PROBLEMS TO SOLVE:
1 > Reproduce the passage of the restaurant text between "Getting there: The nearest airport is Manchester Airport." and "journey to Cartmel.", inclusive.
2 > According to the restaurant text, where does the produce used at Wilsons come from?

PAGE EXTRACT:
####
3 Michelin Stars (plus Michelin Green Star)  

L’Enclume sources most of its ingredients from chef Simon Rogan’s nearby 12-acre farm, showcasing sustainability through low food miles and regenerative agriculture. The restaurant offers a tasting menu featuring dishes such as Orkney scallop with dried roe powder, and King oyster mushroom, or Cartmel Valley roe deer with salted currants, Kalibos cabbage, juniper, and caramelised chestnut. The restaurant prioritises composting, reducing waste, and sourcing renewable energy. Adjacent to L’Enclume is Aulis Cartmel, an intimate dining experience for just six guests. Guests can enjoy L’Enclume dishes while interacting with chefs, learning about their creative processes, and exploring ingredients from the farm. Guests can extend their visit by staying in one of L’Enclume’s elegant rooms dotted around the village of Cartmel, all within walking distance of the restaurant. 

Getting there: The nearest airport is Manchester Airport. It is a 90-minute train-ride to Grange-over-Sands, followed by a short taxi journey to Cartmel. 

 

Askham Hall, Penrith, Cumbria 

1 Michelin Stars (plus Michelin Green Star)  

Located in a historic manor in the Lake District, Askham Hall’s Allium restaurant uses estate-grown vegetables, heritage meats, and locally foraged ingredients. Menu highlights include Creedy Carver duck and Shorthorn beef tartare with truffled egg yolk. The restaurant runs on renewable energy and adheres to zero-waste principles by trying to use all parts of produce and meats. Beyond its dining experience, Askham Hall offers 19 luxurious rooms. Guests can explore the gardens, relax in the heated outdoor pool, take part in activities, such as guided walks, or get pampered at The Health Barn, Askham Hall’s own wellness retreat.  

Getting there: The nearest airport is Manchester Airport, which is a one-and-a-half-hour drive from Penrith. 

 

Wilsons, Bristol, Somerset 

Michelin Green Star  

Wilsons is a small, sustainable farm-to-table restaurant with a local approach to ingredients. The restaurant’s produce comes from its own small farm in Chew Valley, a project started by the team to ensure a consistent supply of organic, high-quality vegetables. The menu changes daily, reflecting what is harvested, while Wilsons also offers a carefully curated list of wines from small, independent producers, chosen to complement the menu. Adjacent to Wilsons is The Bread Shop, a bakery and deli run by the same team. Here, visitors will find sourdough bread made using traditional techniques, pastries, and preserves crafted with surplus ingredients from the restaurant and farm.
####
DATASET:

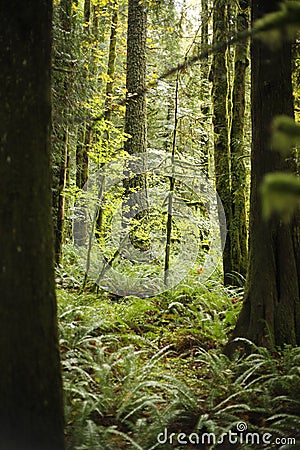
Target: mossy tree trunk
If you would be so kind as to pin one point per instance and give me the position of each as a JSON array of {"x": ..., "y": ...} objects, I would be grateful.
[
  {"x": 271, "y": 309},
  {"x": 112, "y": 55},
  {"x": 135, "y": 117},
  {"x": 220, "y": 124},
  {"x": 63, "y": 157},
  {"x": 238, "y": 228},
  {"x": 31, "y": 410},
  {"x": 136, "y": 110}
]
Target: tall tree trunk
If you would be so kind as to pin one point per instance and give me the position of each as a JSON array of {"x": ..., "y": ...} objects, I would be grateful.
[
  {"x": 31, "y": 410},
  {"x": 271, "y": 309},
  {"x": 136, "y": 112},
  {"x": 59, "y": 199},
  {"x": 220, "y": 124},
  {"x": 238, "y": 228},
  {"x": 108, "y": 93},
  {"x": 135, "y": 117}
]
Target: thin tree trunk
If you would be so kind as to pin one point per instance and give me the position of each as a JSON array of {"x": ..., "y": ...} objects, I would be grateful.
[
  {"x": 66, "y": 22},
  {"x": 108, "y": 94},
  {"x": 238, "y": 228},
  {"x": 31, "y": 408},
  {"x": 220, "y": 124},
  {"x": 136, "y": 112},
  {"x": 61, "y": 201}
]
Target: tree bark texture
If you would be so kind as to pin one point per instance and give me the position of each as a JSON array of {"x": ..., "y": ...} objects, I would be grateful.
[
  {"x": 136, "y": 111},
  {"x": 220, "y": 124},
  {"x": 238, "y": 227},
  {"x": 31, "y": 410},
  {"x": 135, "y": 117},
  {"x": 271, "y": 309}
]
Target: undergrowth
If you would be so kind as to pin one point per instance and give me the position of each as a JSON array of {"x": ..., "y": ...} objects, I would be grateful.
[{"x": 138, "y": 372}]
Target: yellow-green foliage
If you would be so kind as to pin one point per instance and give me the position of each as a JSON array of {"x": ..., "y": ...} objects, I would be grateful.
[
  {"x": 281, "y": 193},
  {"x": 277, "y": 26},
  {"x": 286, "y": 134}
]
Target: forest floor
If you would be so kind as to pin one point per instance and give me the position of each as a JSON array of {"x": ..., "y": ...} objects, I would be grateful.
[{"x": 137, "y": 370}]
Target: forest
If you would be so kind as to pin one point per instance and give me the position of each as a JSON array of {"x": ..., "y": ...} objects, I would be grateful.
[{"x": 149, "y": 224}]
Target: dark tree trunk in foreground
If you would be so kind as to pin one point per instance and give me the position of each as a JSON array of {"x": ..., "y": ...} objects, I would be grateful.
[
  {"x": 271, "y": 310},
  {"x": 31, "y": 411},
  {"x": 238, "y": 227}
]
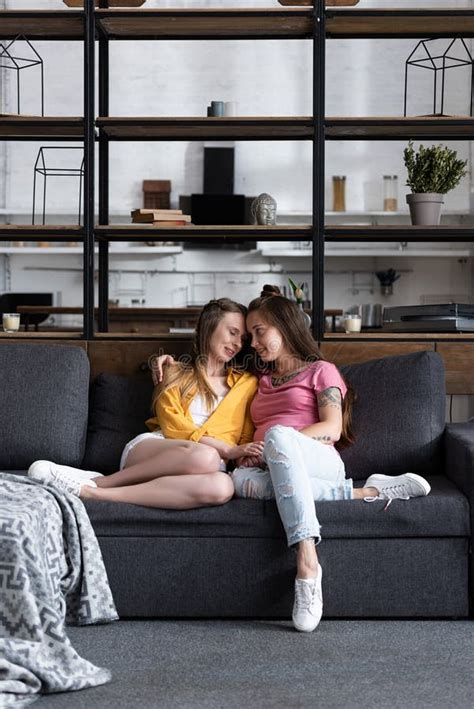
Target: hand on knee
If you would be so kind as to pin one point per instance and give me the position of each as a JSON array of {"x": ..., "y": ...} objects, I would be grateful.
[
  {"x": 202, "y": 459},
  {"x": 216, "y": 489}
]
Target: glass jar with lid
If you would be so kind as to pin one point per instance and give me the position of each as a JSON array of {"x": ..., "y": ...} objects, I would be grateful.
[{"x": 390, "y": 193}]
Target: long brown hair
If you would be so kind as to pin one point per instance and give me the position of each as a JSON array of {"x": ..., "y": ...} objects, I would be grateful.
[
  {"x": 289, "y": 319},
  {"x": 189, "y": 374}
]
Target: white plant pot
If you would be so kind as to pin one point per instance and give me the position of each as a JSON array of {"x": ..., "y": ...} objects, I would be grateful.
[{"x": 425, "y": 209}]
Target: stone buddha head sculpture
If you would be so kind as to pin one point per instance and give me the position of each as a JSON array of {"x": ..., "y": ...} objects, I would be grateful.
[{"x": 264, "y": 209}]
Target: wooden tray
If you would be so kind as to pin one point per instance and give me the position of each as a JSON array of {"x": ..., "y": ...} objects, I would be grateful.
[
  {"x": 329, "y": 3},
  {"x": 112, "y": 3}
]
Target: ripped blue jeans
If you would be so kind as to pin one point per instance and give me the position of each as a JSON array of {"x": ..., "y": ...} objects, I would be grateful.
[{"x": 300, "y": 472}]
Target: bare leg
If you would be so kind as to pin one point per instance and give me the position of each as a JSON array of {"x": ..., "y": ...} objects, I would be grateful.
[
  {"x": 306, "y": 560},
  {"x": 180, "y": 492},
  {"x": 152, "y": 459},
  {"x": 358, "y": 493}
]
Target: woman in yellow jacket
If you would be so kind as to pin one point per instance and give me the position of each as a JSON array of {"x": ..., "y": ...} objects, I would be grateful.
[{"x": 201, "y": 422}]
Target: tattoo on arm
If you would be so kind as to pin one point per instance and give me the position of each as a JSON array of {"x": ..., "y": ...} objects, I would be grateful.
[{"x": 330, "y": 397}]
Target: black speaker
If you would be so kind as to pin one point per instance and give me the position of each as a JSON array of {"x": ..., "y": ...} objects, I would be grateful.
[
  {"x": 219, "y": 171},
  {"x": 218, "y": 209}
]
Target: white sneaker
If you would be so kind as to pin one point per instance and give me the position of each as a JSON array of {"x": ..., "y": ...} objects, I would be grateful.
[
  {"x": 397, "y": 487},
  {"x": 62, "y": 477},
  {"x": 308, "y": 605}
]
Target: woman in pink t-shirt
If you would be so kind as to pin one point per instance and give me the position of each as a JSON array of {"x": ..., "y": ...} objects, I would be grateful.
[{"x": 301, "y": 410}]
####
THE ANSWERS:
1 >
Getting there: The nearest airport is Manchester Airport. It is a 90-minute train-ride to Grange-over-Sands, followed by a short taxi journey to Cartmel.

2 > It comes from the restaurant's own small farm in Chew Valley.